Правда, в слове kleptein, "воровать", больше слышалась таинственность и лукавство, чем то, что совершаемое действие противоречит закону. Когда пойманный Арес сидел в бочке, Гермес его оттуда "выкрал"12; когда Ахилл лютовал, не желая отдавать труп Гектора, на совете богов решали, не будет ли проще, если Гермес "выкрадет" тело13. Вместо того боги взялись тогда руководить седым Приамом, когда он пойдет просить Ахилла отдать ему сына; в ночной темноте, поблизости от пограничного столба старику в образе царственного юноши, встретился Гермес, бог сам взял узду, усыпил стражу на входе в греческий лагерь, открыл ворота, ведшие во двор жилища Ахилла, затем, открылся Приаму и исчез. Так, вынырнув вдруг из темноты ночи, совершенно неожиданно, Приам стал перед Ахиллом14. Все это было работой Гермеса, который также устроил потом и счастливое возвращение.

Средь бела дна, но не менее таинственно-непонятно Гермес помогает Одиссею на острове Кирки; выйдя навстречу ему в образе юноши, на границе, где заканчивалась власть Кирки, Гермес раскрывает Одиссею замысел волшебницы и указывает противоядие против ее колдовства - растение моли15.

Как быстрого "вестника" посылает Зевс Гермеса к дальнему острову Калипсо. Описание того, как бог, подобно чайке, скользит над волнами: золотая дорожная обувь на ногах - позднее на изображениях она появляется в виде крылатых сандалий, - в руке - волшебный посох, при помощи которого он по своему желанию мог усыплять и пробуждать людей, исполнено художественной выразительности16.

• [Задания]
(1) Определите, соответствуют ли утверждения (a), (b) и (c) тексту о Гермесе. На каждое ответьте «да» или «нет» и приведите точную цитату из текста, которая это решает.
(a) Гермес вызволил Ареса из бочки.
(b) В итоге боги поручили Гермесу выкрасть тело Гектора.
(c) Гермес указал Одиссею растение моли как средство против колдовства Кирки.
(2) Продолжите текст о Гермесе с того места, на котором он обрывается.
Приведённые далее данные получены из другого источника.

• [Исходные данные]
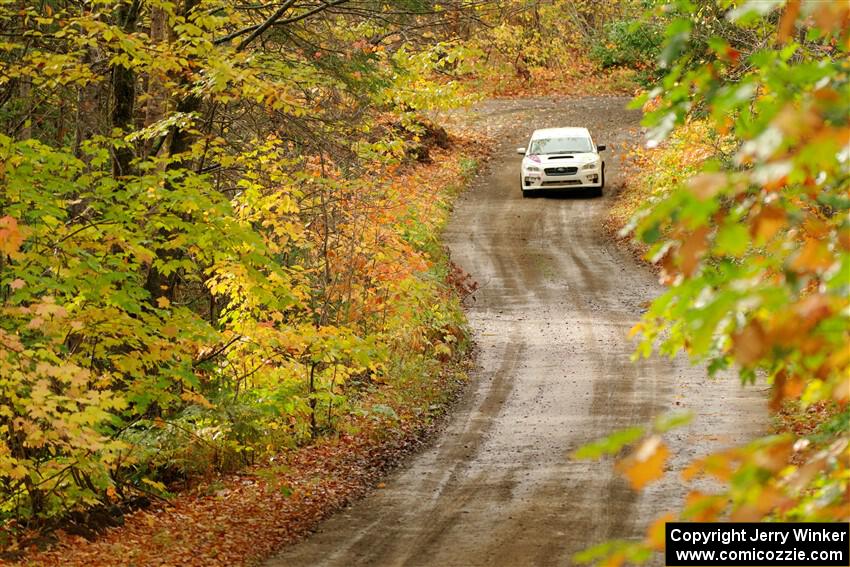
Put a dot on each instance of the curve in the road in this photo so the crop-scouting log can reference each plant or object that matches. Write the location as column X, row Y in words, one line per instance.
column 550, row 321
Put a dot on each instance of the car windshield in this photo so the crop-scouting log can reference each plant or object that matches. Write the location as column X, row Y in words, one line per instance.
column 569, row 145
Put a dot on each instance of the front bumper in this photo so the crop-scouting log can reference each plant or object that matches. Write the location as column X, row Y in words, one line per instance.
column 580, row 179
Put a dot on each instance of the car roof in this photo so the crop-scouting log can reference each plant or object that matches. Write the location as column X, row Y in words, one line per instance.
column 559, row 132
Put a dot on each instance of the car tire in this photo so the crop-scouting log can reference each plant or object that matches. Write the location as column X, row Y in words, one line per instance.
column 601, row 189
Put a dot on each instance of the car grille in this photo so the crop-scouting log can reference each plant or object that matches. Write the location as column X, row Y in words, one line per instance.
column 561, row 170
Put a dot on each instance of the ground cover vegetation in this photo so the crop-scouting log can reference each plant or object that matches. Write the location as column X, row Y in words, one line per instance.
column 741, row 200
column 212, row 244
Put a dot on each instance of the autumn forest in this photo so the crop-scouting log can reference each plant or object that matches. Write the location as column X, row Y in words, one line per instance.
column 229, row 301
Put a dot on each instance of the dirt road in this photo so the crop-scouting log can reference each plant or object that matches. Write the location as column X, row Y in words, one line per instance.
column 550, row 319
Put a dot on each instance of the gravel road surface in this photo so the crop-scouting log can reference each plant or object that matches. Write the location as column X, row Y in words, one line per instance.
column 550, row 319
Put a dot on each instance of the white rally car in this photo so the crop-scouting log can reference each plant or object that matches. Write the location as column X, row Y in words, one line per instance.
column 561, row 158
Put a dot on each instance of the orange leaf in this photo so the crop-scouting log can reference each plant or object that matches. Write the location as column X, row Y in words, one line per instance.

• [Ответы]
(1)
(a) Да: «Когда пойманный Арес сидел в бочке, Гермес его оттуда "выкрал"».
(b) Нет: «Вместо того боги взялись тогда руководить седым Приамом».
(c) Да: «указывает противоядие против ее колдовства - растение моли».

(2)
Прибегнув к помощи все тех же средств, Гермес совершил поступок, память о котором сохранилась в его эпическом прозвище "Арго-убийца" - умертвил многоглазого великана Аргуса, сторожившего в аргосском святилище Геры Ио; Гермесу удалось усыпить все глаза Аргуса, а затем убить его ударом камня17. Еще одно нарушение табу, приводящее к учреждению еще одного праздника в честь допущенного исключения из правил.

Самая ужасная граница, которую нарушает Гермес, проходит между живыми и мертвыми. Основное описание в литературе - "вторая Некюйя" "Одиссеи"18: Гермес "вызывает" души убитых женихов из дома Одиссея, у него в руке жезл, и души, с шумом, наподобие летучих мышей, следуют за ним - на луг, поросший асфоделью, к своему вечному пристанищу. Позднее к этому добавилась картина подземной реки с челном Харона; так, на аттических лекифах изображалось, как Гермес приводит души к Харону. Один Гермес знал также и путь назад: в мифе о Деметре именно он выводит девушку из Аида; среди сюжетов вазовой живописи есть и это возвращение19; Гермес и тот юноша, на знаменитом рельефе с изображением Орфея легким касанием руки дающий понять Эвридике, что она должна окончательно вернуться в царство мертвых20.

Итак, Гермес как бог границ и перехода, связанного с нарушением табу, покровитель пастухов, воров, могильщиков и герольдов.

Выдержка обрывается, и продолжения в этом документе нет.